──────── PASSAGE PROVIDED ────────

For the lesion-based analysis, [¹⁸F]FDG PET/CT revealed 39 pancreatic tumors, 38 LNs, and 87 suspected lesions. The average SUV_max was 7.5 ± 3.7 (range 1.8–20.4), 4.4 ± 1.6 (range 2.0–7.9), and 5.8 ± 2.3 (range 3.0–13.8), respectively. [⁶⁸Ga]Ga-DOTA-FAPI-04 PET/CT imaging detected 38 primary tumors with a higher SUV_max(13.5 ± 5.7; range 2.9–25.1, p < 0.0001). Strikingly, [⁶⁸Ga]Ga-DOTA-FAPI-04 PET/CT delineated 67 LNs and 114 metastases. The SUV_maxof [⁶⁸Ga]Ga-DOTA-FAPI-04 in LNs was higher than that of [¹⁸F]FDG (6.1 ± 2.7 vs. 4.4 ± 1.6, p = 0.0002), but there was no statistical difference in the uptake of the two tracers in the metastases (5.8 ± 2.3 vs. 5.6 ± 2.5, p > 0.05). The representative PET/CT images were presented in Figure 4.

The most common site of distant metastasis is the liver. Fifty-eight and 85 suspected liver lesions were found in [¹⁸F]FDG and [⁶⁸Ga]Ga-DOTA-FAPI-04 PET/CT, respectively. There was no statistical significance in the uptake in terms of SUV_max (6.1 ± 2.4 vs. 5.8 ± 2.4, p > 0.05). We also compared the TBR of the suspected liver metastases. The TBR of suspected liver metastases on [⁶⁸Ga]Ga-DOTA-FAPI-04 images was higher than that of [¹⁸F]FDG PET/CT (5.0 ± 3.1 vs. 2.9 ± 1.4, p < 0.0001). There was no statistical difference in the number of the lesions and uptake in terms of SUV_max in the lung and bone metastases as detected by the two imaging options. [⁶⁸Ga]Ga-DOTA-FAPI-04 PET/CT presented more peritoneal metastases with a higher SUV_max than [¹⁸F]FDG PET/CT in one patient (6.7 ± 2.1 vs. 4.3 ± 0.8, p < 0.05). Interestingly, one patient was diagnosed with concomitant lymphoma and pancreatic cancer. [¹⁸F]FDG uptake was equally high in the LNs involved by pancreatic tumor and lymphoma, but only [⁶⁸Ga]Ga-DOTA-FAPI-04 PET/CT demonstrated FAPI-avid lesions in pancreas.

──────── INFORMATION ────────

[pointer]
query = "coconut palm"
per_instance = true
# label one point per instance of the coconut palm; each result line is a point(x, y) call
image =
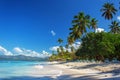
point(115, 27)
point(70, 40)
point(94, 23)
point(76, 33)
point(80, 23)
point(60, 41)
point(108, 10)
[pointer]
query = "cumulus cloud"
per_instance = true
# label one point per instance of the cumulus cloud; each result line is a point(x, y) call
point(53, 33)
point(27, 52)
point(76, 45)
point(118, 17)
point(4, 51)
point(99, 30)
point(54, 48)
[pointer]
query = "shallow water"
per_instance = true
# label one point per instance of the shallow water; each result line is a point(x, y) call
point(25, 70)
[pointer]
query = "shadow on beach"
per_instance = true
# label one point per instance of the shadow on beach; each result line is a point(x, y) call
point(63, 77)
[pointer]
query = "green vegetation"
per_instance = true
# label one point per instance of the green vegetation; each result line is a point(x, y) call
point(97, 46)
point(100, 46)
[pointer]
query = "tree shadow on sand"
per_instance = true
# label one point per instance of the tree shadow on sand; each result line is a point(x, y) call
point(63, 77)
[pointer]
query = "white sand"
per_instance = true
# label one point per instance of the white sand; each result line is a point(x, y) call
point(78, 71)
point(96, 71)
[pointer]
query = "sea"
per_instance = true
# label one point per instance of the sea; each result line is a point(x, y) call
point(27, 70)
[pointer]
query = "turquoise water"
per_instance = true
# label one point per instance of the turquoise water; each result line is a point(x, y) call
point(24, 70)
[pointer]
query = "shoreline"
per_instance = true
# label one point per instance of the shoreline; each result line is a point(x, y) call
point(88, 71)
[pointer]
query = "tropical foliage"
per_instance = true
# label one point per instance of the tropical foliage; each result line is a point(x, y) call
point(97, 46)
point(100, 46)
point(108, 10)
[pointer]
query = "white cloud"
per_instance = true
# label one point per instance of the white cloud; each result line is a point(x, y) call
point(26, 52)
point(4, 51)
point(118, 17)
point(54, 48)
point(53, 33)
point(18, 50)
point(99, 30)
point(76, 45)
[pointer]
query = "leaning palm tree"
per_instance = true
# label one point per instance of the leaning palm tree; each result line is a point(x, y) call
point(94, 23)
point(70, 40)
point(108, 10)
point(60, 41)
point(80, 23)
point(115, 27)
point(75, 33)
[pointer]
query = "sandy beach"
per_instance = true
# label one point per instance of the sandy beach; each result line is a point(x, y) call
point(85, 71)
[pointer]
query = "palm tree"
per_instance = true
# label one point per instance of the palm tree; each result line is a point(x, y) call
point(60, 41)
point(94, 23)
point(76, 33)
point(70, 40)
point(80, 23)
point(115, 27)
point(66, 46)
point(108, 10)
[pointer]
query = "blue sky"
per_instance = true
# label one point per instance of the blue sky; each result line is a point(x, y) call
point(28, 23)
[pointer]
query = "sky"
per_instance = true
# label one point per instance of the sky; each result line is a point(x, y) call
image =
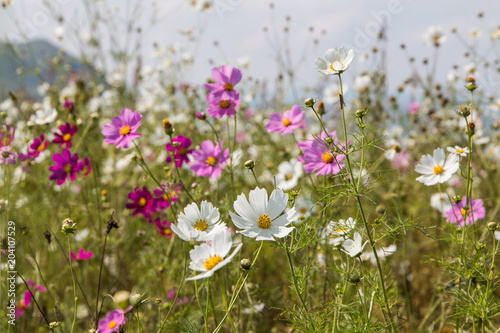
point(238, 28)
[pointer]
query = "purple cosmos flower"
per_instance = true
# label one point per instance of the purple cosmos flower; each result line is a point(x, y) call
point(112, 322)
point(122, 129)
point(225, 79)
point(223, 104)
point(38, 145)
point(7, 156)
point(458, 212)
point(67, 164)
point(318, 157)
point(142, 202)
point(67, 133)
point(179, 146)
point(288, 122)
point(82, 255)
point(210, 159)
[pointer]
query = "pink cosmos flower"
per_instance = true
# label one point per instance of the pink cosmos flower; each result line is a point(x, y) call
point(210, 159)
point(164, 227)
point(114, 319)
point(142, 202)
point(6, 135)
point(67, 133)
point(179, 146)
point(38, 146)
point(222, 104)
point(82, 255)
point(7, 156)
point(67, 164)
point(163, 200)
point(288, 122)
point(123, 129)
point(458, 212)
point(318, 157)
point(225, 79)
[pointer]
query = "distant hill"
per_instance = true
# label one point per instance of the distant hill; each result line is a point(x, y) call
point(36, 60)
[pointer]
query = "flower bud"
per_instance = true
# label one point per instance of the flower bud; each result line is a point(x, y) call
point(68, 226)
point(245, 264)
point(492, 226)
point(309, 102)
point(250, 164)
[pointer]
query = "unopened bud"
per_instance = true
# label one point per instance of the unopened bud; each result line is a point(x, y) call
point(309, 102)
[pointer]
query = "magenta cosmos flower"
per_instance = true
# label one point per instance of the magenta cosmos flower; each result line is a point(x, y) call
point(112, 322)
point(288, 122)
point(179, 146)
point(222, 104)
point(67, 133)
point(225, 79)
point(67, 164)
point(318, 157)
point(123, 129)
point(210, 159)
point(458, 212)
point(142, 202)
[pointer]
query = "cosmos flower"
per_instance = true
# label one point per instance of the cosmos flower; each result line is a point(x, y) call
point(210, 258)
point(123, 129)
point(114, 319)
point(210, 159)
point(337, 61)
point(67, 133)
point(198, 224)
point(142, 202)
point(462, 211)
point(66, 165)
point(288, 122)
point(435, 169)
point(261, 217)
point(179, 147)
point(354, 247)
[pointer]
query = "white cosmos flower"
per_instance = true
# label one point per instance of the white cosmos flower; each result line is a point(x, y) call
point(458, 150)
point(341, 227)
point(354, 247)
point(260, 217)
point(337, 61)
point(198, 225)
point(210, 258)
point(288, 174)
point(382, 253)
point(435, 169)
point(44, 116)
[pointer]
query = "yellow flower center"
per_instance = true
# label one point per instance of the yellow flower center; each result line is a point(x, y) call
point(336, 66)
point(264, 221)
point(438, 170)
point(327, 158)
point(211, 160)
point(125, 130)
point(201, 225)
point(224, 104)
point(212, 262)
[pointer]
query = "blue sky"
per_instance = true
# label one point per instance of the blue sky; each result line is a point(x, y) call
point(237, 26)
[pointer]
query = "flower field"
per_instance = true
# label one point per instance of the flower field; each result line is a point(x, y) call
point(133, 200)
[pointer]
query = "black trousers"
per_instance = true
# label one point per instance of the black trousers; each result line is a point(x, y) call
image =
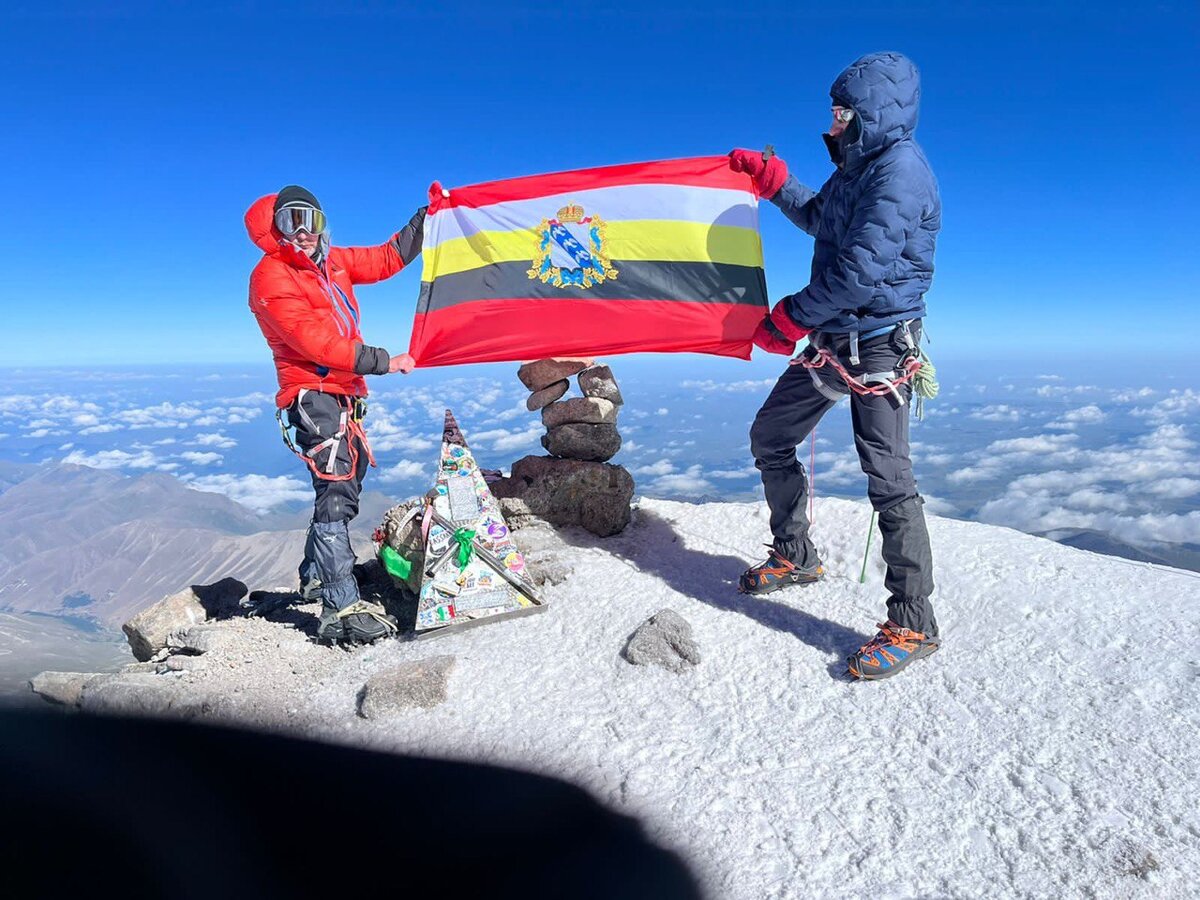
point(328, 553)
point(792, 411)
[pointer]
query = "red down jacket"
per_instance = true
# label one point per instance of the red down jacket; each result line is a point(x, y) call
point(310, 317)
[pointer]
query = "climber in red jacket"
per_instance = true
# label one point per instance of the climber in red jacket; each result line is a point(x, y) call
point(301, 292)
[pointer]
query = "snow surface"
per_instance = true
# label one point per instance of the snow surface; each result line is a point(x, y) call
point(1048, 750)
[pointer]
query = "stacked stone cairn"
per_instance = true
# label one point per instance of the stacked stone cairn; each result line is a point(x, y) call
point(575, 484)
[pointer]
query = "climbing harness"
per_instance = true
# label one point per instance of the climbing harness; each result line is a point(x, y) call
point(349, 426)
point(874, 384)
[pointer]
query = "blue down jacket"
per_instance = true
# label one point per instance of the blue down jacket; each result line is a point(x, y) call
point(876, 219)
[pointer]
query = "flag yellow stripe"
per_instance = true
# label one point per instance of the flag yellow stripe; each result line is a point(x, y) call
point(646, 240)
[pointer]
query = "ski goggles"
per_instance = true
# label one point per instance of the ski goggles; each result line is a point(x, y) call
point(291, 220)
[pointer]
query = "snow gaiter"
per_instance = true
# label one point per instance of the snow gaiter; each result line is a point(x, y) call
point(910, 575)
point(333, 558)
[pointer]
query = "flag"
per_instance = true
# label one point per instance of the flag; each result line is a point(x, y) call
point(660, 257)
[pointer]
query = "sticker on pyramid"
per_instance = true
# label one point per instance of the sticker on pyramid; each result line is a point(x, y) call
point(472, 569)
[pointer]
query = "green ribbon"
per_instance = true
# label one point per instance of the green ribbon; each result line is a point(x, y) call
point(395, 563)
point(465, 538)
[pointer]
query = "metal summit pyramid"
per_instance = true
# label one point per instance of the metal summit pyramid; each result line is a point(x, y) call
point(473, 570)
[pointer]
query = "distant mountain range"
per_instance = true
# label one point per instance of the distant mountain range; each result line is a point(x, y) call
point(95, 544)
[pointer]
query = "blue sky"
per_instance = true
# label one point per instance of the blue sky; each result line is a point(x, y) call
point(135, 136)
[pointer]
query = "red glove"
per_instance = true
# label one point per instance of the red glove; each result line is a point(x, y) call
point(402, 364)
point(767, 337)
point(768, 174)
point(785, 324)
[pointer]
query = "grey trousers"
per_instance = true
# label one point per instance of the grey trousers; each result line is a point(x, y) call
point(328, 555)
point(791, 412)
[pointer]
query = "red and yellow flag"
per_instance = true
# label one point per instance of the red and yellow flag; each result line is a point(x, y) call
point(659, 257)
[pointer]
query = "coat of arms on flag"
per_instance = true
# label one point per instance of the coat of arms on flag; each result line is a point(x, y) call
point(583, 245)
point(654, 257)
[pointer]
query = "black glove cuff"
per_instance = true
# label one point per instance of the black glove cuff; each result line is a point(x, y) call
point(409, 238)
point(371, 360)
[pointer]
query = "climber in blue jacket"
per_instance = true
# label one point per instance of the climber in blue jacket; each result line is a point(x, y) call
point(875, 222)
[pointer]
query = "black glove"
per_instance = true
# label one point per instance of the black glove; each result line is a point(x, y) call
point(371, 360)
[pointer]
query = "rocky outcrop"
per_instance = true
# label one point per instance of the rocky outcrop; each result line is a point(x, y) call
point(664, 640)
point(61, 688)
point(580, 409)
point(151, 629)
point(574, 485)
point(581, 441)
point(419, 684)
point(544, 372)
point(598, 382)
point(567, 492)
point(546, 395)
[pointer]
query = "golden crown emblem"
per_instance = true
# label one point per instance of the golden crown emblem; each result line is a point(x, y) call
point(570, 213)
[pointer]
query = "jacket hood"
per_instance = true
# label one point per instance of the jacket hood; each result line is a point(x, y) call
point(261, 223)
point(883, 89)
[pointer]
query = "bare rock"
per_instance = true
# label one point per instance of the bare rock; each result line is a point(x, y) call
point(420, 684)
point(664, 640)
point(567, 492)
point(61, 688)
point(598, 382)
point(141, 695)
point(575, 441)
point(139, 667)
point(150, 629)
point(546, 395)
point(591, 411)
point(544, 372)
point(181, 663)
point(199, 639)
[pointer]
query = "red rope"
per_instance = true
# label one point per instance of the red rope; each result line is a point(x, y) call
point(813, 471)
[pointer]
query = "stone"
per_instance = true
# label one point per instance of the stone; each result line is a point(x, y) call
point(591, 411)
point(61, 688)
point(546, 395)
point(567, 492)
point(149, 630)
point(541, 373)
point(139, 695)
point(420, 684)
point(664, 640)
point(139, 667)
point(183, 664)
point(576, 441)
point(598, 382)
point(199, 639)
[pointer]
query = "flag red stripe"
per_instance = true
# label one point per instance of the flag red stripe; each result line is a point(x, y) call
point(699, 172)
point(522, 329)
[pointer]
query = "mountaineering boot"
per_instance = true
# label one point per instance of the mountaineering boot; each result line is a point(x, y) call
point(330, 628)
point(778, 571)
point(889, 652)
point(311, 591)
point(360, 622)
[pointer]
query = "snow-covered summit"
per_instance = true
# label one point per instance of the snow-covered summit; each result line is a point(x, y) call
point(1048, 750)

────────

— TASK INSTRUCTIONS —
According to the passage on PET/CT imaging of pancreatic cancer, how many suspected liver lesions did [⁶⁸Ga]Ga-DOTA-FAPI-04 PET/CT find?

— FINISHED EXERCISE —
85 suspected liver lesions.